Texto proporcionado:
==*==
Mecanismos moleculares
Los investigadores prosiguieron su investigación, adentrándose en los mecanismos moleculares que vincularon a la práctica de actividad física con un menor riesgo oncológico. Fueron entonces capaces de identificar dos vías moleculares involucradas.
La primera fue la proteína quinasa JNK1, aunque todavía no está muy claro de qué modo actúa. El estudio sí demostró que el ejercicio activó un gen supresor de tumores llamado p53, que a su vez parece regular al p27, un inhibidor del ciclo celular que puede detener el crecimiento canceroso de las células fuera de control.
“Es probable que el ejercicio pueda retrasar la aparición del cáncer de hígado y mitigar su gravedad, si no prevenirlo por completo”.
Farrell, investigador de la Escuela de Medicina del Hospital de Camberra, Australia, que publico sus hallazgos en la revista “Journal of Hepatology”.
Su investigación se realizó en modelos animales especialmente desarrollados para su trabajo. El doctor Farrell y sus colegas modificaron genéticamente a ratones para aumentar su apetito, lo que les hizo desarrollar obesidad y diabetes cuando eran adultos jóvenes, y luego les inyectaron una dosis baja de un agente cancerígeno antes de dividirlos en dos grupos.
Un grupo tenía acceso a una rueda de ejercicio, en la que corrían hasta 40 kilómetros por semana; el otro grupo no tuvo oportunidad de realizar actividad física y rápidamente desarrolló obesidad. Pero como resultado de su apetito artificialmente aumentado, incluso los ratones activos tenían obesidad cuando habían pasado 6 meses.
Lo interesante del estudio es que la posibilidad de hacer actividad física en forma regular marcó una notable diferencia en el riesgo oncológico. Al final de la prueba, los ratones inactivos tenían enfermedad de hígado graso, un importante factor de riesgo del cáncer de hígado, mientras que el otro grupo no. De hecho, el 64% de los ratones sedentarios finalmente desarrolló cáncer hepático, contra el 15% del grupo más activo.
==*==
Información mostrada:
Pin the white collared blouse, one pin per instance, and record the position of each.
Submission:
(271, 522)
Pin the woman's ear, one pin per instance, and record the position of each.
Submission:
==*==
Lista de tareas:
(1) Resume en una o dos oraciones el párrafo del texto sobre el ejercicio y el cáncer de hígado que comienza con "Su investigación se realizó", conservando sus datos principales.
(2) Reproduce el fragmento del texto sobre el ejercicio y el cáncer de hígado que empieza con las palabras que contienen "Un grupo tenía" y termina con "grupo más activo.", sustituyendo "rueda de ejercicio" por "cinta de correr".

Resultados por tarea:
(1) El doctor Farrell y sus colegas trabajaron con ratones modificados genéticamente para aumentar su apetito, lo que les provocó obesidad y diabetes cuando eran adultos jóvenes. Después les inyectaron una dosis baja de un agente cancerígeno y los dividieron en dos grupos.

(2)
Un grupo tenía acceso a una cinta de correr, en la que corrían hasta 40 kilómetros por semana; el otro grupo no tuvo oportunidad de realizar actividad física y rápidamente desarrolló obesidad. Pero como resultado de su apetito artificialmente aumentado, incluso los ratones activos tenían obesidad cuando habían pasado 6 meses.
Lo interesante del estudio es que la posibilidad de hacer actividad física en forma regular marcó una notable diferencia en el riesgo oncológico. Al final de la prueba, los ratones inactivos tenían enfermedad de hígado graso, un importante factor de riesgo del cáncer de hígado, mientras que el otro grupo no. De hecho, el 64% de los ratones sedentarios finalmente desarrolló cáncer hepático, contra el 15% del grupo más activo.